§ INSTRUCTIONS
1. From the blog post below, list the things that make the writer unusually excited.
2. Echo the blog post below word for word, from "When I was in" up to and including "article.  Or someone comments.".

A Fourth Grade Desire for Acceptance Replays itself in Blog form

When I was in grade school it was not uncommon for little girls to pass notes to little boys that said, “Do you like me?”  Underneath were two boxes, one labeled, “Yes,” one labeled, “No.”  Oh, the elation if the “Yes” box was checked.  And the devastation if “No” was selected.  Or, even worse, if the note was crumpled in a male fist and no response received.

To a new blogger the world of blogging can be a bit like that.  Don’t get me wrong. Ultimately, I started this blog for me.  And continue to blog for me.  Though I do very much appreciate my readers and find myself unusually excited when I acquire a new follower.  Or somebody likes an article.  Or someone comments.

My immediate response?  “Oh!  They like me!”  And off I scamper to check out their blog. (“Maybe I’ll like them, too!”)

Lines of data:
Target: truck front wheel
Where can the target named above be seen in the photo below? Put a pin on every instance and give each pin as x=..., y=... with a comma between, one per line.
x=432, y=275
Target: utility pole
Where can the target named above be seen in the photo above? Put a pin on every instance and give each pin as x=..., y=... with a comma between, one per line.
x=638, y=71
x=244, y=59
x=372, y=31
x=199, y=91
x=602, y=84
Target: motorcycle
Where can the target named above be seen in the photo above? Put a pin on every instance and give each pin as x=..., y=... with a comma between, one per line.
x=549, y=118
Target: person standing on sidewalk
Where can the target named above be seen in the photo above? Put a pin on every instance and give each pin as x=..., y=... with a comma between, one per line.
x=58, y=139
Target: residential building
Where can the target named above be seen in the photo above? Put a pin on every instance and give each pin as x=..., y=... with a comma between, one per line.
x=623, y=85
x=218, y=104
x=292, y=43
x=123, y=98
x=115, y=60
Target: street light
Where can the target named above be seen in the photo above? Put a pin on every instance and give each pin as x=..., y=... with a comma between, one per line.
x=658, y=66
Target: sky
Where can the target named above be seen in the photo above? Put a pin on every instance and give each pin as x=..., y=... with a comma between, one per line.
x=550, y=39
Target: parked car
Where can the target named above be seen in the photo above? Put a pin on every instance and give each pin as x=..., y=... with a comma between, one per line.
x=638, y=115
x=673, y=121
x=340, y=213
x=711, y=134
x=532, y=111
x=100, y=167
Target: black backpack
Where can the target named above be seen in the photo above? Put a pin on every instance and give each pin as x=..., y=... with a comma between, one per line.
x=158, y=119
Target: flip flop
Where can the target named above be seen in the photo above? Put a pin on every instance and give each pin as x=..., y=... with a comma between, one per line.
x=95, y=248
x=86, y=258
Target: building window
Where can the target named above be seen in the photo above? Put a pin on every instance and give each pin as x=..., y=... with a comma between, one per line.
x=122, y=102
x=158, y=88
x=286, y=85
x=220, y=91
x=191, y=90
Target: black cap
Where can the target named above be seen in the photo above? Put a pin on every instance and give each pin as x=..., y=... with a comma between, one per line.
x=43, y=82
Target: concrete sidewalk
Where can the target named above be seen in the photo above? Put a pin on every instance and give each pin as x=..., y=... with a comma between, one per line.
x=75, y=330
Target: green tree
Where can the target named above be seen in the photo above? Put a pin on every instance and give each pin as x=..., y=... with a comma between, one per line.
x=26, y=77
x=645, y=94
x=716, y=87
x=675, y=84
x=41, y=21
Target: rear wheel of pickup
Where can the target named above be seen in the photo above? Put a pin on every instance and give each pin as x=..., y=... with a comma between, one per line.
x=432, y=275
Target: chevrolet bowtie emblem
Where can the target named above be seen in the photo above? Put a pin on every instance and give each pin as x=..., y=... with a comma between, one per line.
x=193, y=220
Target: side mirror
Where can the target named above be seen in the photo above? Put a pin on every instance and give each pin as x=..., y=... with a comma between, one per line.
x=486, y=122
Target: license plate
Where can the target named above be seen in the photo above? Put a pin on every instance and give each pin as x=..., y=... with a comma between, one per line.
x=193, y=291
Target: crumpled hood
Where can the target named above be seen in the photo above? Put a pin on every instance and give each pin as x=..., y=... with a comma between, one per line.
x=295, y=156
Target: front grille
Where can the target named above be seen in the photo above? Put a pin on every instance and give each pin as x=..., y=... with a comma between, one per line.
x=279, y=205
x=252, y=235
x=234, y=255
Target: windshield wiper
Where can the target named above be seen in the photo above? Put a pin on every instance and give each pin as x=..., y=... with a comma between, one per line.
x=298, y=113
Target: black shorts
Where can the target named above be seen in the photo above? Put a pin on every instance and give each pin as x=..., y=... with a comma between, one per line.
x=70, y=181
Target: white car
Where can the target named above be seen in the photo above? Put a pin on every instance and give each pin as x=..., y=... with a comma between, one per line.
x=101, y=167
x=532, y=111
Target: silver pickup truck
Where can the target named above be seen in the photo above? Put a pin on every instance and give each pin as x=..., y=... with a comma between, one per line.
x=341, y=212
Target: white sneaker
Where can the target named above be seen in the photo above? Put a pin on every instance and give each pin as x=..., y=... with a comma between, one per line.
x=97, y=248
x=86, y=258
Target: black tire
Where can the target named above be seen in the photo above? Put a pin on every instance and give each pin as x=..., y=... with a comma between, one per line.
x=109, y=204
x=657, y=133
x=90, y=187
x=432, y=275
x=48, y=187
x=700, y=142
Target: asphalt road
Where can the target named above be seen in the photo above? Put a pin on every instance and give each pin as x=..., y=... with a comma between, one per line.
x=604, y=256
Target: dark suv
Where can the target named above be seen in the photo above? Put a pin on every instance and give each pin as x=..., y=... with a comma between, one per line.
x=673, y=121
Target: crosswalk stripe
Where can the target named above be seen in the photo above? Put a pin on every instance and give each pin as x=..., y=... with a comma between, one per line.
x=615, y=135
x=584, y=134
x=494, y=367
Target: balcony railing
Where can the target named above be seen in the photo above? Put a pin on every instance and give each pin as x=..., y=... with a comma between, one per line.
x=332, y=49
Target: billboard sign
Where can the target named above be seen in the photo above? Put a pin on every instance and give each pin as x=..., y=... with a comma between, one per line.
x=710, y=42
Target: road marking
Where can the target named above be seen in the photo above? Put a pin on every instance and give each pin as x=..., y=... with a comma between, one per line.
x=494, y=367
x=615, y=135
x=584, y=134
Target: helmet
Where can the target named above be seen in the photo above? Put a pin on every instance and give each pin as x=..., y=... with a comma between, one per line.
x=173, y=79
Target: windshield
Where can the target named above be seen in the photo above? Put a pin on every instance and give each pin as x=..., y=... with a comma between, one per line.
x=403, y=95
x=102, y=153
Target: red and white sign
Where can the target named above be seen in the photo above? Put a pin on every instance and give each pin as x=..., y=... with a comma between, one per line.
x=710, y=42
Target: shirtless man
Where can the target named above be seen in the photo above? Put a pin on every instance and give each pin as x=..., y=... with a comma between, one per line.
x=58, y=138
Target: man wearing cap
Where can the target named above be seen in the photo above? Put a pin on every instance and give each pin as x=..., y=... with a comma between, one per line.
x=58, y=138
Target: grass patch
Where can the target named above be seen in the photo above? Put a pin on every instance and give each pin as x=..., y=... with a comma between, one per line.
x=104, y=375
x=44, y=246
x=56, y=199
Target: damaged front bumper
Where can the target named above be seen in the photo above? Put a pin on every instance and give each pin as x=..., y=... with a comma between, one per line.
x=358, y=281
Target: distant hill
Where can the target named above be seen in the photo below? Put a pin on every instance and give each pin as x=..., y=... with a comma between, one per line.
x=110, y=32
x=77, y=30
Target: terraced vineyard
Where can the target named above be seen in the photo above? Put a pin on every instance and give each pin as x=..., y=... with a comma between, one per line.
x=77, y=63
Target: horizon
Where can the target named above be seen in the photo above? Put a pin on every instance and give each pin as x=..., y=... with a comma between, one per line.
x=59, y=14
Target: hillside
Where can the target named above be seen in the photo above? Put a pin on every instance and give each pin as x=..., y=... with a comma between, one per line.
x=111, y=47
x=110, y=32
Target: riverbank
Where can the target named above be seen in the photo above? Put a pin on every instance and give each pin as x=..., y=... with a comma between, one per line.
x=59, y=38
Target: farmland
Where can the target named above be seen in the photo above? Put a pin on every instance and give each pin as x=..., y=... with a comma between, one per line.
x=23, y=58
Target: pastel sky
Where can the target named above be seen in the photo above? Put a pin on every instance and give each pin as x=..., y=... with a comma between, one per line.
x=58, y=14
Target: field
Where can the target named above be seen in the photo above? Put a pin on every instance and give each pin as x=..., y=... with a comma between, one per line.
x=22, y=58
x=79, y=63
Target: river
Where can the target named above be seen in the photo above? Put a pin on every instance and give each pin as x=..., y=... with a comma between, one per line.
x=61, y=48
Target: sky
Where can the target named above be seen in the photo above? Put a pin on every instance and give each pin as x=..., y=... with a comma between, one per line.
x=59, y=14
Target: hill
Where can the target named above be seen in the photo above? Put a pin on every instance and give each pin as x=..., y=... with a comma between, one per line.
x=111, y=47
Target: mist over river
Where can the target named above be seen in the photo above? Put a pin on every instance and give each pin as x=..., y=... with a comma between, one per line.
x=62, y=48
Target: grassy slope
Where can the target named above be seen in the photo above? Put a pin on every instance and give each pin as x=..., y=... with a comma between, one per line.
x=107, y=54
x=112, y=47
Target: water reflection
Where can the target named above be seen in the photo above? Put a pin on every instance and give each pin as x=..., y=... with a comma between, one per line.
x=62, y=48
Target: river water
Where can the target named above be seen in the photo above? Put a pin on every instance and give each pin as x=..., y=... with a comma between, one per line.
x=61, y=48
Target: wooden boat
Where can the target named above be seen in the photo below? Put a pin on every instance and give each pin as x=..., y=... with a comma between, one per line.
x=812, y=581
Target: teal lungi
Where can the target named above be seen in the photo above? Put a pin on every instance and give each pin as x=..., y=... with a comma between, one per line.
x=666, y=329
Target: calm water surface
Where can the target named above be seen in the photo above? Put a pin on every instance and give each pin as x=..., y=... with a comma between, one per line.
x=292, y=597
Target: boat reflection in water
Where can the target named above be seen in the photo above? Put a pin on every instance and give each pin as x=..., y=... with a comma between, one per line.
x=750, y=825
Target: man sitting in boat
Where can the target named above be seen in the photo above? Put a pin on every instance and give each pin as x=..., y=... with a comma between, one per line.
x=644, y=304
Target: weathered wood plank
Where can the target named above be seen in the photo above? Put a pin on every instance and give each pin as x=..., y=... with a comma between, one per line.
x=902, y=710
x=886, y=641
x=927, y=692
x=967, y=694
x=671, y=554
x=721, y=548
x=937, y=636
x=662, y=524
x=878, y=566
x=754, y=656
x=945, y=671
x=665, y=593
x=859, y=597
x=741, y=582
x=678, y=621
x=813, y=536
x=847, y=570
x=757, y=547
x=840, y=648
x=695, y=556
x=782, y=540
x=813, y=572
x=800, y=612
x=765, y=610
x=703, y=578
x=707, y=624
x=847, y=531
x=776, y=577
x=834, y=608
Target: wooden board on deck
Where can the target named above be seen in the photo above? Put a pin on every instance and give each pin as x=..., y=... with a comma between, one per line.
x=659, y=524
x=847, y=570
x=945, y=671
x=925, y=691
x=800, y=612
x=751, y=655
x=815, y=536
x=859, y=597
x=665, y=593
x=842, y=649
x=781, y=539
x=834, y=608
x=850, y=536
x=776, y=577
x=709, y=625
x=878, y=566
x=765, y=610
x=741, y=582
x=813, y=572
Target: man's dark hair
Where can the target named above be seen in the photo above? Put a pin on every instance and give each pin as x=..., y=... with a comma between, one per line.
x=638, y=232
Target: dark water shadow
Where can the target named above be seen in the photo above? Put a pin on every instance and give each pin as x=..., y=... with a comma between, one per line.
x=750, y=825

§ RESULTS OF THE EXERCISE
1.
- Acquiring a new follower
- Somebody liking an article
- Someone commenting

2.
When I was in grade school it was not uncommon for little girls to pass notes to little boys that said, “Do you like me?”  Underneath were two boxes, one labeled, “Yes,” one labeled, “No.”  Oh, the elation if the “Yes” box was checked.  And the devastation if “No” was selected.  Or, even worse, if the note was crumpled in a male fist and no response received.

To a new blogger the world of blogging can be a bit like that.  Don’t get me wrong. Ultimately, I started this blog for me.  And continue to blog for me.  Though I do very much appreciate my readers and find myself unusually excited when I acquire a new follower.  Or somebody likes an article.  Or someone comments.